Position identification records:
◇ ◇ ◇ ◇ ◇ ◇ ◇

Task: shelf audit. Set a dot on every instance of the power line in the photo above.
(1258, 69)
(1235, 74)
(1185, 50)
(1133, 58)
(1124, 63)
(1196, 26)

◇ ◇ ◇ ◇ ◇ ◇ ◇

# WRITTEN EXERCISE
Reproduce the listing above word for word, leaving every line unchanged.

# ANSWER TO THE EXERCISE
Task: shelf audit. Set a dot on every instance of the power line in the photo above.
(1258, 69)
(1235, 74)
(1185, 50)
(1133, 58)
(1124, 63)
(1196, 26)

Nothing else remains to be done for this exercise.